Note that by using a vector we provide no guarantees that the set of labels is actually a set. Use of a set-like structure would improve the robustness of record definition.

Syntax and Static Semantics.

Similar to our definition of tuples, we provide a helper data structure to collect the structure’s entries. This time we ensure that both a label and a type are collected. This is RazorR.

data RazorR : List Ty -> Vect (S n) (Pair String Ty) -> Type where
  Singleton : (label : String)
           -> (value : Razor  g ty)
                   ->  RazorR g [(label, ty)]
  Extend : (label : String)
        -> (value : Razor  g          ty)
        -> (rest  : RazorR g                 kvs)
                 -> RazorR g ((label, ty) :: kvs)

Much with the definition of Tuple we can replace RazorR with a better data structure.

※

> [Direction a]
Gather every line of the records that contains the string "Query", treating uppercase and lowercase letters as different.

> [Stored data]
※

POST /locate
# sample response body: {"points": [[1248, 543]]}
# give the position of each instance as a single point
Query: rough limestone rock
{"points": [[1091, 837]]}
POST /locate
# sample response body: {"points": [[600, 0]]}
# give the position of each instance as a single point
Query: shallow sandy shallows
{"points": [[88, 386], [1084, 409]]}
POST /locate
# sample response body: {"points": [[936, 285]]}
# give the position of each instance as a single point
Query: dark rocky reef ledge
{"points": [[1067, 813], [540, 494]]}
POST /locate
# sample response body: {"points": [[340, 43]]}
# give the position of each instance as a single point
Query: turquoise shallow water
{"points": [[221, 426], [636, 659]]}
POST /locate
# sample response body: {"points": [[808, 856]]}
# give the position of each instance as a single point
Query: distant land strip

※

> [Direction b]
Answer these from the passage on RazorR, one per line:
(i) According to the passage, what does using a vector fail to guarantee?
(ii) Which two things does RazorR ensure are collected?
(iii) What are the names of RazorR's two constructors?

> [Full output a]
Query: rough limestone rock
Query: shallow sandy shallows
Query: dark rocky reef ledge
Query: turquoise shallow water
Query: distant land strip

> [Full output b]
(i) That the set of labels is actually a set.
(ii) A label and a type.
(iii) Singleton and Extend.